## Task details
Reproduce every one of the records below word for word, with nothing changed.

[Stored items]
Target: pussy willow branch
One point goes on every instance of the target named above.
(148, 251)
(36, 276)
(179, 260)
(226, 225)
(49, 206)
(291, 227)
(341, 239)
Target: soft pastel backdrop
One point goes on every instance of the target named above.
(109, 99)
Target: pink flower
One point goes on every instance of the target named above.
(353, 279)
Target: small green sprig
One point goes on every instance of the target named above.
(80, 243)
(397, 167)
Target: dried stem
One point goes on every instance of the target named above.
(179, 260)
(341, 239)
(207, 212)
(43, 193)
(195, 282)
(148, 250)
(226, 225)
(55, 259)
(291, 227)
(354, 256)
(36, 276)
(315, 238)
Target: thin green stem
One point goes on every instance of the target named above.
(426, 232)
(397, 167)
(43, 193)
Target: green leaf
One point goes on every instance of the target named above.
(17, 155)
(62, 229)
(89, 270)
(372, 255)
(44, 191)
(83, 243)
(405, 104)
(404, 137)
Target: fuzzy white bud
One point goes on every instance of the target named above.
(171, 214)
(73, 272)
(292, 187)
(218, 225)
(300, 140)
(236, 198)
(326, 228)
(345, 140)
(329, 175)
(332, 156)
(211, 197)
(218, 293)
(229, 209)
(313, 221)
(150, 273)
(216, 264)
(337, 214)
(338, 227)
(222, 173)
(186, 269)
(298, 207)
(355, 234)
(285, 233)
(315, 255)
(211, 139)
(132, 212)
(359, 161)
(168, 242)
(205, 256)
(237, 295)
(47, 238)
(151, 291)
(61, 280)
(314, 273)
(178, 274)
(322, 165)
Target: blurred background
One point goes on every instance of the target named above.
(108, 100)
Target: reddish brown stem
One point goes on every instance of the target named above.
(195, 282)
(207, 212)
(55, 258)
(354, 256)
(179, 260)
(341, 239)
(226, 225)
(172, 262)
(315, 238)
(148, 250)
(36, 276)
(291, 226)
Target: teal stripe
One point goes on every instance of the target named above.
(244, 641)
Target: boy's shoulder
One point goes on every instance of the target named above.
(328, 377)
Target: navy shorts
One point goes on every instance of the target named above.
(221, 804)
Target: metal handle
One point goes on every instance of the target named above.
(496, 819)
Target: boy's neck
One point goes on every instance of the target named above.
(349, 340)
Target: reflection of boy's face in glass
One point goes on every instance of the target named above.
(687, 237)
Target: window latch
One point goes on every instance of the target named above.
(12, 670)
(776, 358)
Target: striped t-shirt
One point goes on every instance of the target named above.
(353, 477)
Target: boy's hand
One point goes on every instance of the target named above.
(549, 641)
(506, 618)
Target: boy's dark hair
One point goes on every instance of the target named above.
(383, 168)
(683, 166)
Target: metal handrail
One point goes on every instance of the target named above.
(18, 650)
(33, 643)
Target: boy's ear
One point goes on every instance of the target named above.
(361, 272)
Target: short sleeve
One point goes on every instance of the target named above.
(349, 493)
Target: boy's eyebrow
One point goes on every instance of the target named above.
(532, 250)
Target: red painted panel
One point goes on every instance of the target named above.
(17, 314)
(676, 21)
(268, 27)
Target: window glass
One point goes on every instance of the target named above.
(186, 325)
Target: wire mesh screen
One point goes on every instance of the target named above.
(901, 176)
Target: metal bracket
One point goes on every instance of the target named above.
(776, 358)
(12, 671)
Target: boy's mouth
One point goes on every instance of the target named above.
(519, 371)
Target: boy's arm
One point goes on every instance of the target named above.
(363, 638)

## Result of the exercise
Target: pussy willow branch
One point goes on every instance of the target named above.
(148, 251)
(36, 276)
(179, 260)
(226, 225)
(49, 206)
(291, 227)
(341, 239)
Target: soft pastel backdrop
One point goes on every instance of the target named above.
(109, 99)
Target: pink flower
One point goes on every instance of the target named above.
(353, 279)
Target: small green sprig
One point goes on every instance of the target named above.
(80, 243)
(397, 167)
Target: dried stem
One point goes on every instance of the target named above.
(179, 260)
(341, 239)
(207, 212)
(43, 193)
(195, 282)
(148, 250)
(226, 225)
(55, 259)
(291, 227)
(354, 256)
(36, 276)
(315, 238)
Target: thin green stem
One point goes on every instance of the target named above.
(426, 232)
(397, 167)
(43, 193)
Target: green leaf
One point goes on every instance of the target named above.
(17, 155)
(62, 229)
(89, 270)
(372, 255)
(44, 191)
(83, 243)
(405, 104)
(404, 137)
Target: fuzzy white bud
One point goes on every instance of the target named above.
(171, 214)
(73, 272)
(292, 187)
(218, 225)
(300, 140)
(236, 198)
(326, 228)
(345, 140)
(329, 175)
(332, 156)
(211, 197)
(218, 293)
(229, 209)
(313, 221)
(150, 273)
(216, 264)
(337, 214)
(338, 227)
(222, 173)
(186, 269)
(298, 207)
(355, 234)
(285, 233)
(315, 255)
(211, 139)
(132, 212)
(359, 161)
(168, 242)
(205, 256)
(237, 295)
(47, 238)
(151, 291)
(61, 280)
(314, 273)
(178, 274)
(322, 165)
Target: blurred background
One point goes on every instance of the target named above.
(108, 100)
Target: reddish brown stem
One point goes on every instance of the target named above.
(195, 282)
(207, 212)
(55, 258)
(354, 256)
(179, 260)
(341, 239)
(226, 225)
(172, 262)
(315, 238)
(148, 250)
(36, 276)
(291, 226)
Target: teal stripe
One point goes on every instance of the target named above.
(244, 641)
Target: boy's shoulder
One point goes on every instance of the target named above.
(328, 377)
Target: navy shorts
One point goes on every instance of the target named above.
(221, 804)
Target: metal handle
One point goes on every instance of the target named above.
(496, 819)
Target: boy's neck
One point goes on every instance of the target named above.
(349, 340)
Target: reflection of boy's face in glass
One point goes on every instance of the target named above.
(687, 237)
Target: window latch
One point goes on every instance of the target named above.
(12, 670)
(776, 358)
Target: striped t-shirt
One point goes on every instance of the target named above.
(353, 477)
Target: boy's hand
One point goes on every instance of the target named above.
(549, 641)
(506, 618)
Target: boy's dark hair
One point goes on every instance of the target named above.
(383, 168)
(683, 166)
Target: metal handrail
One point goes on every instance of the target named above.
(18, 650)
(33, 643)
Target: boy's ear
One point goes on every instance of the target named above.
(361, 272)
Target: short sleeve
One point goes on every instance of the target named above.
(349, 493)
Target: boy's eyebrow
One point goes on every instance of the target named above.
(532, 250)
Target: red painted panel
One point goes on every instance of the target named above.
(17, 314)
(676, 21)
(268, 27)
Target: window glass
One point goes on every instance of the target named above.
(186, 325)
Target: wire mesh screen
One point goes on every instance of the target named above.
(901, 176)
Target: metal bracket
One point goes on every instance of the target named above.
(776, 358)
(12, 671)
Target: boy's mouth
One point goes on every instance of the target named above.
(519, 371)
Target: boy's arm
One point goes on every instance of the target named above.
(363, 638)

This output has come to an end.